+++ Supplied material

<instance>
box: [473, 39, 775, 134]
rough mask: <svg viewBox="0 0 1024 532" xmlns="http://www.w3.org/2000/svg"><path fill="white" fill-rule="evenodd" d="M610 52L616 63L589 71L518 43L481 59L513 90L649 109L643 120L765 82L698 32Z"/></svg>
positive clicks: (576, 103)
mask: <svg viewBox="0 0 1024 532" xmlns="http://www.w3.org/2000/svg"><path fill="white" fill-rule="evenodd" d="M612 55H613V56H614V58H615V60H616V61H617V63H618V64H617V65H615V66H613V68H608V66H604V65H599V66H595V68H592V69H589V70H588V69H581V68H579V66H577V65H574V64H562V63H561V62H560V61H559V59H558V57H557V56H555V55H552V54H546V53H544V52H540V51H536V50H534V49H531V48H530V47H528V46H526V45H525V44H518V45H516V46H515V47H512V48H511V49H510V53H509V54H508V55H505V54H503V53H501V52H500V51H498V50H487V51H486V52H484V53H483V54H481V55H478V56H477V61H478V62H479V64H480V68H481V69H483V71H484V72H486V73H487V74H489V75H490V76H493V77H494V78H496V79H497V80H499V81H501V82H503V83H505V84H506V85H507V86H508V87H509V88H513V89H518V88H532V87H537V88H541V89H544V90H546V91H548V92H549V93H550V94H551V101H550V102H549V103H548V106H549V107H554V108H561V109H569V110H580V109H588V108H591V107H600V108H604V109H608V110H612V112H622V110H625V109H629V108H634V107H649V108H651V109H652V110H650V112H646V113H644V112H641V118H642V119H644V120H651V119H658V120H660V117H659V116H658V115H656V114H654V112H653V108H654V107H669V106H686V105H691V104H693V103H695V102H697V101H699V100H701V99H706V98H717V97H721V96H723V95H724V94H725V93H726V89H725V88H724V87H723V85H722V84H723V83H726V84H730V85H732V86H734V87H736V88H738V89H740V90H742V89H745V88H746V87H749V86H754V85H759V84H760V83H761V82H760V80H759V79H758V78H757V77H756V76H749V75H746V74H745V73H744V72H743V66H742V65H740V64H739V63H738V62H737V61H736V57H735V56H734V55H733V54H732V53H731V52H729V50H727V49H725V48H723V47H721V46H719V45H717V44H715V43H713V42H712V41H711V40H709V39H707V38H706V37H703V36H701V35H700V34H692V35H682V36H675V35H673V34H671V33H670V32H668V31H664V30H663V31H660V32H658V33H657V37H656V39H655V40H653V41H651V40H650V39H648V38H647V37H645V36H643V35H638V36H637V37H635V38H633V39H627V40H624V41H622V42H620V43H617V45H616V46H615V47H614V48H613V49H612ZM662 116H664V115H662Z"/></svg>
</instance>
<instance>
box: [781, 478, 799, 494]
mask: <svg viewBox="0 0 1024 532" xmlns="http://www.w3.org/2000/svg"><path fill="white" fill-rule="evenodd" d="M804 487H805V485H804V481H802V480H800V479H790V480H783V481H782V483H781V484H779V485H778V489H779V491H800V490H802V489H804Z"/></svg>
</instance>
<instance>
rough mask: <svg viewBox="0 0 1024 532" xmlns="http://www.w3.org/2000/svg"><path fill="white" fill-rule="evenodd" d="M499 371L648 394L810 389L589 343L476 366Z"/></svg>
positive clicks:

++++++

■ What to do:
Copy the records. Each line should match exactly.

■ Exercise result:
<instance>
box: [473, 39, 775, 134]
rough mask: <svg viewBox="0 0 1024 532" xmlns="http://www.w3.org/2000/svg"><path fill="white" fill-rule="evenodd" d="M610 52L616 63L589 71L518 43L481 59L513 90L649 109L643 120L765 82L698 32Z"/></svg>
positive clicks: (576, 103)
mask: <svg viewBox="0 0 1024 532" xmlns="http://www.w3.org/2000/svg"><path fill="white" fill-rule="evenodd" d="M612 55H613V56H614V58H615V60H616V61H617V63H618V64H617V65H615V66H613V68H608V66H604V65H599V66H595V68H592V69H589V70H588V69H581V68H579V66H577V65H574V64H562V63H561V62H560V61H559V59H558V57H557V56H555V55H552V54H546V53H544V52H540V51H536V50H534V49H531V48H530V47H528V46H526V45H525V44H518V45H516V46H515V47H512V48H511V49H510V53H509V54H508V55H505V54H503V53H501V52H500V51H498V50H487V51H486V52H484V53H483V54H481V55H478V56H477V61H478V62H479V64H480V68H481V69H483V71H484V72H486V73H487V74H489V75H490V76H493V77H494V78H496V79H497V80H499V81H501V82H503V83H505V84H506V85H507V86H508V87H509V88H513V89H518V88H532V87H537V88H541V89H544V90H546V91H548V92H549V93H550V94H551V101H550V102H549V103H548V106H549V107H554V108H561V109H569V110H580V109H588V108H591V107H600V108H604V109H608V110H612V112H622V110H625V109H629V108H634V107H649V108H651V109H652V110H650V112H646V113H644V112H641V118H642V119H644V120H651V119H658V120H660V117H659V116H658V115H656V114H654V112H653V108H654V107H669V106H686V105H691V104H693V103H695V102H697V101H699V100H701V99H706V98H717V97H721V96H723V95H724V94H725V93H726V89H725V88H724V87H723V85H722V84H723V83H726V84H730V85H732V86H734V87H736V88H738V89H740V90H742V89H745V88H746V87H749V86H754V85H759V84H760V83H761V82H760V80H759V79H758V78H757V77H756V76H749V75H746V74H745V73H744V72H743V66H742V65H740V64H739V63H738V62H737V61H736V57H735V56H734V55H733V54H732V53H731V52H729V50H727V49H725V48H723V47H721V46H719V45H717V44H715V43H713V42H712V41H711V40H709V39H707V38H706V37H703V36H701V35H700V34H692V35H682V36H675V35H673V34H671V33H670V32H668V31H664V30H663V31H660V32H658V33H657V37H656V39H655V40H653V41H651V40H650V39H648V38H647V37H645V36H643V35H638V36H637V37H635V38H633V39H627V40H624V41H622V42H620V43H617V45H616V46H615V47H614V48H613V49H612ZM662 116H664V115H662Z"/></svg>
</instance>
<instance>
box: [781, 478, 799, 494]
mask: <svg viewBox="0 0 1024 532" xmlns="http://www.w3.org/2000/svg"><path fill="white" fill-rule="evenodd" d="M804 487H805V485H804V481H802V480H800V479H790V480H783V481H782V483H781V484H779V485H778V489H779V491H800V490H802V489H804Z"/></svg>
</instance>
<instance>
rough mask: <svg viewBox="0 0 1024 532" xmlns="http://www.w3.org/2000/svg"><path fill="white" fill-rule="evenodd" d="M499 371L648 394L810 389L589 343L476 366Z"/></svg>
positive clicks:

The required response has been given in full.